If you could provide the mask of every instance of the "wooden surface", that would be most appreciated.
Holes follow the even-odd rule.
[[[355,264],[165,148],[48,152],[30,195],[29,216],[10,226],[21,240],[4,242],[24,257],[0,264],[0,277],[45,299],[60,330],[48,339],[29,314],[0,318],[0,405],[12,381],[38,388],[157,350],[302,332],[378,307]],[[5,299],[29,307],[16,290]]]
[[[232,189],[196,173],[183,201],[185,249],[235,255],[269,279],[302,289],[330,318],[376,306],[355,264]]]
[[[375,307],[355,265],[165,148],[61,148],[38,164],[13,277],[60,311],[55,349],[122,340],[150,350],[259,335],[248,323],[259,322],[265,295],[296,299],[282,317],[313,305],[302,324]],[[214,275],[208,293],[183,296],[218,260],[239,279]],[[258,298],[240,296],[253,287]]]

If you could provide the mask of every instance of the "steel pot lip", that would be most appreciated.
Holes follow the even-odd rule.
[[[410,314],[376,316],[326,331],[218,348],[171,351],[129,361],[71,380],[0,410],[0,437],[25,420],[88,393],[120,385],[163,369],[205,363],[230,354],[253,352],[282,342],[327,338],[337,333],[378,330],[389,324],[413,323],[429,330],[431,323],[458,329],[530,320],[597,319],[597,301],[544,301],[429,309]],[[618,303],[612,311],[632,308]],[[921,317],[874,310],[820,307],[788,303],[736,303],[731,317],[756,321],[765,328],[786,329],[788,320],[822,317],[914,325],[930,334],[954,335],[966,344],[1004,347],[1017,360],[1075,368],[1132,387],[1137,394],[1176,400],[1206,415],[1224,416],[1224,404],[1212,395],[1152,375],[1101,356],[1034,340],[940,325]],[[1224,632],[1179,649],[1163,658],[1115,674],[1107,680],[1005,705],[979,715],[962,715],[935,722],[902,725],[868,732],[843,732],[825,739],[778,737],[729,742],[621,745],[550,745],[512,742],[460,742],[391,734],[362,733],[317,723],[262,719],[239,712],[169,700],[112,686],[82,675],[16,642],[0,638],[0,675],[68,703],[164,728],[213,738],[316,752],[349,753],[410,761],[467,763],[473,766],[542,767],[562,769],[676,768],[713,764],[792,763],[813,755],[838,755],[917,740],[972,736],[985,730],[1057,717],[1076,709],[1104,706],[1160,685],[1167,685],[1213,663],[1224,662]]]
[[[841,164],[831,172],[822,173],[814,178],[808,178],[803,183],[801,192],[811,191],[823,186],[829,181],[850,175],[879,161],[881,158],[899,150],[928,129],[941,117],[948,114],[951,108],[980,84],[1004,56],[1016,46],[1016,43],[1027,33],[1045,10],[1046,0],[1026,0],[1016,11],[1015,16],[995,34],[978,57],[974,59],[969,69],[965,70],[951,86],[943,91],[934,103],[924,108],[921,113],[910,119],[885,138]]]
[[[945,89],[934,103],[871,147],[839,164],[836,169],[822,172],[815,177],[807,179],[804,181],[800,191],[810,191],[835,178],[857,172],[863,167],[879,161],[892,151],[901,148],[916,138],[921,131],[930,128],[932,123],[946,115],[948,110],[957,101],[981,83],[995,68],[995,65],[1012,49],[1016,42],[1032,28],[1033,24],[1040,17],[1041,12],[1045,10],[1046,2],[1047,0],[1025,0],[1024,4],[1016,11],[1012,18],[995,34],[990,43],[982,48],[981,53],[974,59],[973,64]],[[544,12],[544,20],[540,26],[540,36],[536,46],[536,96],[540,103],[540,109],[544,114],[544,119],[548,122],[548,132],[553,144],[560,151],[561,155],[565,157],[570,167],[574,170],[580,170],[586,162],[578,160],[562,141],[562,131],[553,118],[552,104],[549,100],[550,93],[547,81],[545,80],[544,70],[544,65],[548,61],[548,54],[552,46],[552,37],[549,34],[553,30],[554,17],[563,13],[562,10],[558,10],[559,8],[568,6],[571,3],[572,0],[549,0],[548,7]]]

—————

Line by line, retype the data exactly as written.

Written response:
If you could provide the mask of every instance of the "wooden surface", that would be most appreciated.
Holes follow the even-odd rule.
[[[355,264],[165,148],[48,152],[30,195],[29,216],[10,226],[21,240],[4,242],[24,257],[0,264],[0,277],[45,299],[60,330],[48,339],[29,314],[0,318],[0,405],[12,381],[38,388],[157,350],[302,332],[378,307]],[[5,299],[29,307],[16,290]]]
[[[232,189],[196,173],[183,201],[185,249],[235,255],[269,279],[302,289],[330,318],[376,306],[355,264]]]
[[[375,307],[355,265],[165,148],[61,148],[38,164],[13,277],[60,311],[55,349],[122,340],[150,350],[259,335],[248,323],[259,322],[265,295],[296,299],[282,317],[313,305],[302,324]],[[214,275],[208,293],[183,296],[218,260],[239,279]],[[258,298],[240,296],[253,287]]]

If you could provide the mask of every instance of the "steel pot lip", that would be most appreciated.
Holes follow the even-odd rule.
[[[410,314],[376,316],[326,331],[218,348],[171,351],[129,361],[71,380],[0,410],[0,437],[25,420],[88,393],[120,385],[163,369],[205,363],[230,354],[253,352],[282,342],[327,338],[337,333],[378,330],[389,324],[413,323],[429,330],[431,323],[458,329],[530,320],[597,319],[597,301],[544,301],[429,309]],[[618,303],[612,311],[632,308]],[[921,317],[874,310],[820,307],[788,303],[736,303],[731,317],[756,321],[765,328],[786,329],[788,320],[822,317],[914,325],[930,334],[954,335],[966,344],[1004,347],[1017,360],[1075,368],[1132,387],[1137,394],[1176,400],[1206,415],[1224,416],[1224,404],[1212,395],[1152,375],[1101,356],[1034,340],[940,325]],[[1224,632],[1179,649],[1163,658],[1115,674],[1107,680],[1005,705],[979,715],[962,715],[935,722],[902,725],[868,732],[843,732],[825,739],[778,737],[729,742],[621,745],[550,745],[512,742],[460,742],[391,734],[362,733],[317,723],[262,719],[239,712],[169,700],[112,686],[82,675],[16,642],[0,638],[0,675],[68,703],[164,728],[213,738],[316,752],[349,753],[410,761],[467,763],[473,766],[542,767],[562,769],[676,768],[713,764],[792,763],[813,755],[838,755],[917,740],[972,736],[985,730],[1057,717],[1076,709],[1104,706],[1160,685],[1167,685],[1213,663],[1224,662]]]
[[[841,164],[831,172],[822,173],[814,178],[808,178],[803,183],[801,192],[811,191],[823,186],[829,181],[850,175],[879,161],[881,158],[899,150],[928,129],[941,117],[948,114],[951,108],[980,84],[1004,56],[1016,46],[1016,43],[1027,33],[1045,10],[1046,0],[1026,0],[1016,11],[1015,16],[995,34],[978,57],[974,59],[969,69],[965,70],[951,86],[943,91],[934,103],[924,108],[921,113],[910,119],[885,138]]]
[[[945,89],[934,103],[871,147],[839,164],[836,169],[822,172],[815,177],[807,179],[804,181],[800,191],[810,191],[835,178],[857,172],[863,167],[879,161],[892,151],[901,148],[916,138],[921,131],[930,128],[932,123],[946,115],[948,110],[957,101],[981,83],[995,68],[995,65],[1012,49],[1016,42],[1032,28],[1033,24],[1040,17],[1041,12],[1045,10],[1046,2],[1047,0],[1025,0],[1024,4],[1016,11],[1012,18],[995,34],[990,43],[982,48],[981,53],[974,59],[973,64]],[[544,12],[544,20],[540,26],[540,36],[536,46],[536,96],[540,103],[540,109],[544,114],[544,119],[548,122],[548,132],[553,144],[560,151],[561,155],[565,157],[570,167],[574,170],[580,170],[586,162],[578,160],[562,141],[562,131],[553,118],[552,104],[549,100],[550,93],[547,81],[545,80],[544,70],[544,65],[548,61],[548,54],[552,46],[552,37],[549,34],[553,30],[554,17],[563,13],[562,10],[558,10],[559,8],[568,6],[571,3],[572,0],[549,0],[548,7]]]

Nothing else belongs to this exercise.